_Gegeven opgave:_
Schrijf alle regels vanaf de regel met "Find the black" tot en met het einde van de gegevens opnieuw uit, en verhoog daarbij elke coördinaat in de antwoorden met 62. Alle andere getallen blijven ongewijzigd.
---------- Gegevens bij oefening
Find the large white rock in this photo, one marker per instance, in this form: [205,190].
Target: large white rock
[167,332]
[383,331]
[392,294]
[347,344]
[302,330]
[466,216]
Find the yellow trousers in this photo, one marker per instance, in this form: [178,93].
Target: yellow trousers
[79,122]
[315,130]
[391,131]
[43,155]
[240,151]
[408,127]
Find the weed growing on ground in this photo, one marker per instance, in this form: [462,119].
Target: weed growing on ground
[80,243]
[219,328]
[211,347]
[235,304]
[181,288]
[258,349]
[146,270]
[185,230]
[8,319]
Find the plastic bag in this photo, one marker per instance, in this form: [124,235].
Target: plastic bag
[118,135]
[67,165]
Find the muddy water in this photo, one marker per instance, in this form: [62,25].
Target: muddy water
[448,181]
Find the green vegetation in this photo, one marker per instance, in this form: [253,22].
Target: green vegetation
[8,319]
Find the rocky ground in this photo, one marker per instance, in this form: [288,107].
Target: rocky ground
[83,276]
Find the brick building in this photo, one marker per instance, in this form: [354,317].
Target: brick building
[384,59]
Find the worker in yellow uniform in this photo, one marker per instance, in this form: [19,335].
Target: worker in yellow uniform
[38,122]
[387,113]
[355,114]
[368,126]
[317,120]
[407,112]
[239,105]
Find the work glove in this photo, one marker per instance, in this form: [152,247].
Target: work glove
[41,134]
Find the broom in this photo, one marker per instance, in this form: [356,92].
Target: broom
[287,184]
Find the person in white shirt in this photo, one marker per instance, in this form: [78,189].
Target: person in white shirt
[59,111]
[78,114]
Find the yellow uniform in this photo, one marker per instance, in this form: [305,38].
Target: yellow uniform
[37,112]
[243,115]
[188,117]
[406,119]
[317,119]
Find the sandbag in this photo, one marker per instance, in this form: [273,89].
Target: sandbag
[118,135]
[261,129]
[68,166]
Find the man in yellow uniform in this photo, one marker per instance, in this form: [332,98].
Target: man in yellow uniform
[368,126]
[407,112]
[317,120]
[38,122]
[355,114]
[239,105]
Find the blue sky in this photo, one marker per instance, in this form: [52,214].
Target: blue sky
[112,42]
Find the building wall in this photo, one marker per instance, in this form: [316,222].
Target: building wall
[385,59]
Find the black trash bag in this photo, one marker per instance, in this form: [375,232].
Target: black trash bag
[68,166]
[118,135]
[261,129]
--------------------
_Juiste uitkomst:_
Find the black trash bag in this photo, one marker per instance, in this form: [375,232].
Target: black trash bag
[130,228]
[180,197]
[323,191]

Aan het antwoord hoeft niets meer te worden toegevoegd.